* Begin SOURCE RECORDS *
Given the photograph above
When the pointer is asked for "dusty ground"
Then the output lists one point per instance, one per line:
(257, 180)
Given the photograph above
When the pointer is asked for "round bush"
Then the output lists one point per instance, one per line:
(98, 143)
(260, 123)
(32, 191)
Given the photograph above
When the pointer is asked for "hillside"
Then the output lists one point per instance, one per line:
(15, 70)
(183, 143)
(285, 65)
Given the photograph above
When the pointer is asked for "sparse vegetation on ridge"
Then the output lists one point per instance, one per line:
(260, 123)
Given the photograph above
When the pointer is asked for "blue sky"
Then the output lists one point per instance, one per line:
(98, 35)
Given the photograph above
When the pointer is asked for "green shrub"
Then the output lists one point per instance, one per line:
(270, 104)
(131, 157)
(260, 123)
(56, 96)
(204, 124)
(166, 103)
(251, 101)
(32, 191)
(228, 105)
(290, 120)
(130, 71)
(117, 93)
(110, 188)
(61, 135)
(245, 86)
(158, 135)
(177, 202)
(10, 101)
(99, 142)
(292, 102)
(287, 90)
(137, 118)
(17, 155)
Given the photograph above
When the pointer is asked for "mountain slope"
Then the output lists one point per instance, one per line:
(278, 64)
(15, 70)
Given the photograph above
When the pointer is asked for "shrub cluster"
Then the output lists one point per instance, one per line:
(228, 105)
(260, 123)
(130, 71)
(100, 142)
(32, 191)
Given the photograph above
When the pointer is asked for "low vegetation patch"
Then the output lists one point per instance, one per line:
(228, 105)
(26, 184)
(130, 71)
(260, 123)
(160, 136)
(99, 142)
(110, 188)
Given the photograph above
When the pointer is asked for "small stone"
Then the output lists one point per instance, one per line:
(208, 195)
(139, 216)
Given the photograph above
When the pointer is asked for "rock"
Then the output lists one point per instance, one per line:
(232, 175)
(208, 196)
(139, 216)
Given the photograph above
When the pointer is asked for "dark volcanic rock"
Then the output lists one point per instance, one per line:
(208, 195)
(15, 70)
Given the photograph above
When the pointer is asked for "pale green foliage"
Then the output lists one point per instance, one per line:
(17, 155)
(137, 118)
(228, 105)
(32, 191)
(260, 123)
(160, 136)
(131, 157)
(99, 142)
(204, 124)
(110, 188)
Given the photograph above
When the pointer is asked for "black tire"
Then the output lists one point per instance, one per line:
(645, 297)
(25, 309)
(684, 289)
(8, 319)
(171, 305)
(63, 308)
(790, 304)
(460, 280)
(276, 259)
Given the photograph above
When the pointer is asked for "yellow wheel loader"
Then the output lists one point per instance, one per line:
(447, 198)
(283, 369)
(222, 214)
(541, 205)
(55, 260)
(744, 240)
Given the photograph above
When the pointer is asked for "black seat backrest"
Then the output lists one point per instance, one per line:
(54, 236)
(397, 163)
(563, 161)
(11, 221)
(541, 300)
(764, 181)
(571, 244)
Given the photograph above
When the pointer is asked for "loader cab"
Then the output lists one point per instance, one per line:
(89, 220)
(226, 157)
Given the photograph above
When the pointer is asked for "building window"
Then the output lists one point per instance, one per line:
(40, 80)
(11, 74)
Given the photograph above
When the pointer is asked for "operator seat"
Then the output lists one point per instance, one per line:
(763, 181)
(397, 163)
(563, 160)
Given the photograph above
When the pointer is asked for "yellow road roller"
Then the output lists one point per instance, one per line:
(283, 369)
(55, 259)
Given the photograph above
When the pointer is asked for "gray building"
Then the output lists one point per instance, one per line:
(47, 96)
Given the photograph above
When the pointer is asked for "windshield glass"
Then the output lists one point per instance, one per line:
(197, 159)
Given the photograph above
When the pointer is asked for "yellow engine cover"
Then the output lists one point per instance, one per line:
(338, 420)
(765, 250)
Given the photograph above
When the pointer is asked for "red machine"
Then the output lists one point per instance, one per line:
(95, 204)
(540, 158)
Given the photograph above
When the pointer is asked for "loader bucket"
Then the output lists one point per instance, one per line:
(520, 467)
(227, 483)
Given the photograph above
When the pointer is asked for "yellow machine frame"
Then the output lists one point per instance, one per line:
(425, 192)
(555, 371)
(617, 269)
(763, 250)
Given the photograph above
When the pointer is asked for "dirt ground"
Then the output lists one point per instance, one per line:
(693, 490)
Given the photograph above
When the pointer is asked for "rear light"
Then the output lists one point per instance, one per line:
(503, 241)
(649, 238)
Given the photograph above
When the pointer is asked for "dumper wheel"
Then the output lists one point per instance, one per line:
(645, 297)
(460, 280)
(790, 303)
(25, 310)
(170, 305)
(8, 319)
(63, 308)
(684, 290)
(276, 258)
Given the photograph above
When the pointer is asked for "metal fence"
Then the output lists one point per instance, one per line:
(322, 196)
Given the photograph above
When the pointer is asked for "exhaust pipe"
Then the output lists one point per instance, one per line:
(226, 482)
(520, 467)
* End SOURCE RECORDS *
• EXERCISE GOAL:
Extract all the material, leaving every line as it is.

• THE COMPLETED TASK:
Given the photograph above
When the pointer is asked for "dusty ground"
Then the output lists one point per instance, one per line:
(257, 180)
Given the photograph above
When the pointer is asked for "round bush"
Then the output lists one point per instance, one per line:
(98, 143)
(260, 123)
(32, 191)
Given the photograph above
When the pointer is asked for "hillside"
Then the output lists one point per instance, one per line:
(15, 70)
(183, 143)
(285, 65)
Given the photograph above
When the pointer is asked for "sparse vegetation on ridge"
Then the output lists one point per instance, one per line:
(260, 123)
Given the photograph above
When the pointer is asked for "blue sky"
Then the output lists one point per instance, one per line:
(98, 35)
Given the photograph above
When the pointer is asked for "green shrub"
Then the output lists one point per instance, one per line:
(270, 104)
(131, 157)
(260, 123)
(56, 96)
(204, 124)
(166, 103)
(251, 101)
(32, 191)
(228, 105)
(290, 120)
(130, 71)
(117, 93)
(110, 188)
(61, 135)
(245, 86)
(158, 135)
(177, 202)
(10, 101)
(99, 142)
(292, 102)
(287, 90)
(137, 118)
(17, 155)
Given the photograph above
When the pointer is asked for "mountain slope"
Then the output lists one point per instance, one per line:
(278, 64)
(15, 70)
Given the photograph above
When the pointer is asked for "shrub cluster"
Then the output lists one point per instance, one per line:
(228, 105)
(260, 123)
(130, 71)
(100, 142)
(32, 191)
Given the photograph above
When the pointer is asked for "low vegetation patch"
Then the output lists one point per instance, one per line:
(228, 105)
(26, 184)
(130, 71)
(260, 123)
(160, 136)
(99, 142)
(110, 188)
Given the photograph above
When the pointer is asked for "small stone"
Then the output lists one point per instance, one per line:
(208, 195)
(139, 216)
Given the photograph above
When the pointer is asked for "rock"
Then the output lists one point per instance, one per line:
(232, 175)
(208, 196)
(139, 216)
Given the photograph above
When the pointer is asked for "dark volcanic rock"
Then the output lists one point per instance, one per line:
(208, 195)
(15, 70)
Given the photograph above
When the pointer is asked for "pale green foliage"
Then the output lists one point per instance, one per line:
(17, 155)
(137, 118)
(228, 105)
(32, 191)
(260, 123)
(160, 136)
(131, 157)
(99, 142)
(204, 124)
(110, 188)
Given the photograph above
When the pointer is asked for "black tire"
Then the output lists one point per instance, one per line:
(645, 297)
(25, 309)
(684, 289)
(8, 319)
(171, 305)
(63, 308)
(790, 304)
(460, 280)
(276, 259)
Given the photograph above
When the pointer is asked for "yellow wheel loader"
Then the output lists one point per instance, one per line:
(447, 198)
(283, 369)
(222, 214)
(541, 205)
(55, 260)
(744, 240)
Given the photograph above
When the pointer is asked for "black seat backrest"
Then the output lists one point per instance, one per line:
(54, 236)
(397, 163)
(563, 161)
(11, 221)
(541, 300)
(764, 181)
(571, 244)
Given the photograph above
When the pointer is asked for "loader cab"
Then the output lists one point per instance, one per line:
(89, 220)
(226, 157)
Given the photograph above
When the pointer is asked for "building window"
Then the output lists one point per instance, one per line:
(40, 80)
(11, 74)
Given the photograph above
When the pointer is asked for "operator seat"
Then the output lists one point per instance, one per line:
(763, 181)
(397, 163)
(563, 160)
Given the photograph above
When the pointer is asked for "yellow road roller"
Then the output lists one point per instance, one per line:
(283, 369)
(55, 259)
Given the photograph above
When the pointer is asked for "gray building"
Then the output lists one point per instance, one per line:
(47, 96)
Given the photograph above
When the pointer is asked for "windshield glass"
Then the output lists one point per instance, one per line:
(197, 159)
Given the photograph above
When the pointer is asked for "yellow engine cover"
Then the output lists one point per instance, one per line:
(338, 420)
(765, 250)
Given the photograph above
When the pointer is asked for "red machine"
Then the output lists one point per instance, one per line:
(95, 204)
(540, 158)
Given the photograph above
When the pointer is asked for "loader bucket"
Then the output lists one point per instance, one per line:
(520, 467)
(227, 483)
Given the photograph above
When the pointer is asked for "yellow machine frame"
Then the output lists one point per instance, one per line:
(425, 192)
(555, 371)
(617, 269)
(763, 250)
Given the photograph above
When the pointer is asked for "dirt ground"
Then the output lists one point per instance, one per line:
(693, 490)
Given the photograph above
When the pointer is asked for "rear light"
Then the output lists one point per instance, one per line:
(503, 241)
(649, 238)
Given the photograph above
When the pointer is asked for "dumper wheel"
Then the output lists one point per instance, one per line:
(645, 297)
(460, 280)
(790, 303)
(25, 310)
(170, 305)
(8, 319)
(63, 308)
(684, 290)
(276, 258)
Given the photograph above
When the pointer is asked for "metal fence"
Then the output lists one point per instance, one per line:
(322, 196)
Given the photograph above
When the pointer is asked for "exhaust pipe"
Then the output lists one point per instance, one per line:
(226, 482)
(520, 467)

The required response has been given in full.